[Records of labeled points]

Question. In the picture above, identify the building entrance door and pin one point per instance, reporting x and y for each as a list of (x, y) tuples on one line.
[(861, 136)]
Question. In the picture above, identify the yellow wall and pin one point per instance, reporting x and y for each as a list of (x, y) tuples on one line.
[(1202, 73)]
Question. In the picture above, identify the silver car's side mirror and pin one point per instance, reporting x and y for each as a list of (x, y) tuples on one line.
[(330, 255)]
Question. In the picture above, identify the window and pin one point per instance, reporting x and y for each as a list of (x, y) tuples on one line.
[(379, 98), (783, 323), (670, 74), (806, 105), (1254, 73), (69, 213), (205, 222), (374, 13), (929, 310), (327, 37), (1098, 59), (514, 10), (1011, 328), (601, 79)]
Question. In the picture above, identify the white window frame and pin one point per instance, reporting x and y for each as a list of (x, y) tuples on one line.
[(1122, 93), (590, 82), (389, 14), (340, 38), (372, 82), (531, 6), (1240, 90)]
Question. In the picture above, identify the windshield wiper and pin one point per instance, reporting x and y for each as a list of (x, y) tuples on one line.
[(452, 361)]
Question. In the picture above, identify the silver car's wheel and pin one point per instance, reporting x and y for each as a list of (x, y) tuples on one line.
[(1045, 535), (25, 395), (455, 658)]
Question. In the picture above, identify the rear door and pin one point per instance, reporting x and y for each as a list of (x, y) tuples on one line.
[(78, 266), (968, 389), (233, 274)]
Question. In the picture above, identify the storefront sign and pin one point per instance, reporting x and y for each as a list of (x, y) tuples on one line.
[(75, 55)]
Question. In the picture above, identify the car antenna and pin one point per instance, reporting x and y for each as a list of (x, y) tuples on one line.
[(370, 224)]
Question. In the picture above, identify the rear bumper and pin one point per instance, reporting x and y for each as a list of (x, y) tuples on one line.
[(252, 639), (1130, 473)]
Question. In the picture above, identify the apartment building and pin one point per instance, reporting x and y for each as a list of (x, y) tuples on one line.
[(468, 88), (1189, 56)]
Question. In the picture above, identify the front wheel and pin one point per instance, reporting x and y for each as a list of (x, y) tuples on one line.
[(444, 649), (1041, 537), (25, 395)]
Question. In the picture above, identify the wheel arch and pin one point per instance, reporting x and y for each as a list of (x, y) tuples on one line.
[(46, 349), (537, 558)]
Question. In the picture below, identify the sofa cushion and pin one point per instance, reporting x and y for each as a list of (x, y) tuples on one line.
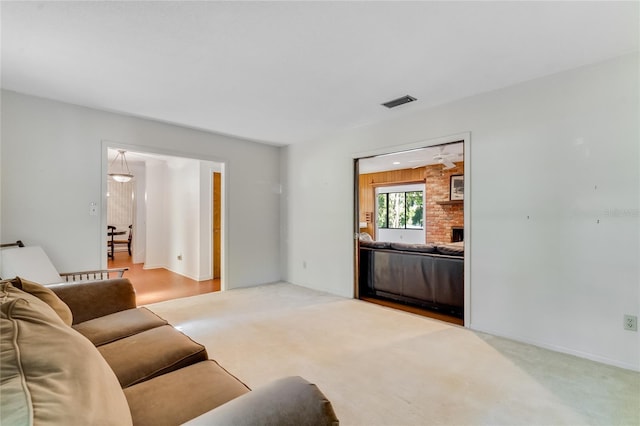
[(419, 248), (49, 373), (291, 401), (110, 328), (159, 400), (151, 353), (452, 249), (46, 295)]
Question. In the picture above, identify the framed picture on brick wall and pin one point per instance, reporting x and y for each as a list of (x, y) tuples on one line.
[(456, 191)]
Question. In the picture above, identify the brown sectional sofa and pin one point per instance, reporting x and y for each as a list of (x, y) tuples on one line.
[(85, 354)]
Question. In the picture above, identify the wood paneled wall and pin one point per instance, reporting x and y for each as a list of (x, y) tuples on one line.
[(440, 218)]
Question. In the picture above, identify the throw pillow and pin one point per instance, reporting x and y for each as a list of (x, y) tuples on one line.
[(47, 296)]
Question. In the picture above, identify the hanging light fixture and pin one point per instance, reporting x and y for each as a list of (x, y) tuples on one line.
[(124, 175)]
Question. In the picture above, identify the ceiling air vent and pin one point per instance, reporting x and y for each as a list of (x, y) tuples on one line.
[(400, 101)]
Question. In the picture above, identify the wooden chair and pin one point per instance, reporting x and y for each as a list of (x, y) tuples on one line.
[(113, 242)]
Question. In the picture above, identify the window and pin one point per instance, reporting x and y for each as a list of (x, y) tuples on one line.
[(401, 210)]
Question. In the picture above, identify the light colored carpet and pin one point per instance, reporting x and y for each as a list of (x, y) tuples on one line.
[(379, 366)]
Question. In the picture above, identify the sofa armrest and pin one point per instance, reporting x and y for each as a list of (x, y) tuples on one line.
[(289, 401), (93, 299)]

- Exercise details
Can you convert every line of the records above into a JSON list of strings, one string per line, with blank lines skipped and the pictures left out?

- Answer to the task
[
  "Question. In the picture above, identify the building entrance door and pin one point per instance, reporting x and y for each as a list of (x, y) tuples on one line.",
  "[(861, 136)]",
  "Question. In the picture above, identify the yellow wall and pin one point per instance, reporting x and y for each as a list of (x, y) tuples on one line.",
  "[(1202, 73)]",
  "Question. In the picture above, identify the silver car's side mirror and pin one point per instance, reporting x and y for each as a list of (x, y) tuples on one line.",
  "[(330, 255)]",
  "Question. In the picture above, identify the window and pin one point per instance, reporting x and y for each as a list of (x, y) tuples on one line.",
  "[(379, 98), (783, 323), (670, 74), (806, 105), (1254, 73), (69, 213), (205, 222), (374, 13), (929, 310), (327, 37), (1098, 59), (514, 10), (1011, 328), (601, 79)]",
  "Question. In the picture above, identify the white window frame and pin one point per instance, reporting x and y for each as a list of (x, y) tuples on one line.",
  "[(1122, 93), (590, 82), (389, 14), (340, 38), (372, 82), (531, 6), (1240, 90)]",
  "Question. In the picture above, identify the windshield wiper and pin one point per instance, reporting x and y for each as a list of (x, y) tuples on one line.",
  "[(452, 361)]",
  "Question. In the picture above, identify the silver car's wheel and pin one point per instance, reporting x and y for each as a list of (x, y) tuples on one line.",
  "[(1045, 535), (25, 395), (455, 658)]",
  "Question. In the picture above, identify the rear door and pin one point per instance, reporting x and y for each as a list of (x, y) tuples on one line.",
  "[(78, 266), (968, 389), (233, 274)]",
  "Question. In the picture above, identify the storefront sign and pin one point per instance, reporting x and y for each as a list of (x, y) tuples on one line.",
  "[(75, 55)]",
  "Question. In the picture above, identify the car antenna and pin one point per instance, reporting x and y for each as a list of (x, y) tuples on one line.",
  "[(370, 224)]",
  "Question. In the picture above, identify the rear bumper and pin one point per instance, reporting x and y for each as a list of (x, y) tuples on one line.",
  "[(252, 639), (1130, 473)]",
  "Question. In the picture above, identify the apartment building and pin one point per instance, reporting x and y for each as a list of (x, y) tuples on one line.",
  "[(468, 88), (1189, 56)]",
  "Question. In the picture above, identify the front wheel and pin one point per instance, reporting x and y for each as a list of (x, y) tuples on one line.",
  "[(444, 649), (1041, 537), (25, 395)]",
  "Question. In the picture above, identify the wheel arch and pin one point per instance, reporting x and y for each as a list of (x, y) tuples on one line.",
  "[(46, 349), (537, 558)]",
  "Question. In the picture below, identify the sofa cushion and pin one point per instance, reporting x and y for each as a list of (x, y) tuples on one line.",
  "[(419, 248), (49, 373), (291, 401), (110, 328), (159, 400), (151, 353), (452, 249), (46, 295)]",
  "Question. In the picture above, identify the framed picture on brick wall and pin one point per instance, reporting x and y for each as a list of (x, y) tuples on one line.",
  "[(456, 191)]",
  "Question. In the picture above, identify the brown sectional sofa and pin one point per instance, reporting x and y for each as a list of (x, y) tuples on one line.",
  "[(85, 354)]",
  "Question. In the picture above, identify the wood paneled wall and pin one point per instance, reporting x and y for each as a list of (x, y) tuples on one line.",
  "[(440, 218)]",
  "Question. In the picture above, identify the throw pillow and pin one point per instance, reporting x and y for each as a list of (x, y) tuples on one line.",
  "[(47, 296)]",
  "Question. In the picture above, identify the hanging light fixture and pin one point per instance, reporting x and y for each as a list of (x, y) tuples on one line.",
  "[(124, 175)]",
  "Question. In the picture above, identify the ceiling air vent and pin one point per instance, reporting x and y for each as a list of (x, y) tuples on one line.",
  "[(400, 101)]",
  "Question. In the picture above, identify the wooden chair and pin one point per instance, reporting x and y for each as a list of (x, y) tuples on one line.",
  "[(113, 242)]",
  "Question. In the picture above, identify the window and pin one point per instance, reporting x and y for each as a list of (x, y) tuples on one line.",
  "[(401, 210)]",
  "Question. In the picture above, identify the light colored carpet and pin one point per instance, reporting x and y for each as a list of (x, y) tuples on one line.",
  "[(379, 366)]",
  "Question. In the picture above, identify the sofa armrest and pin one point per instance, reporting x and y for each as a list of (x, y) tuples on one line.",
  "[(289, 401), (93, 299)]"
]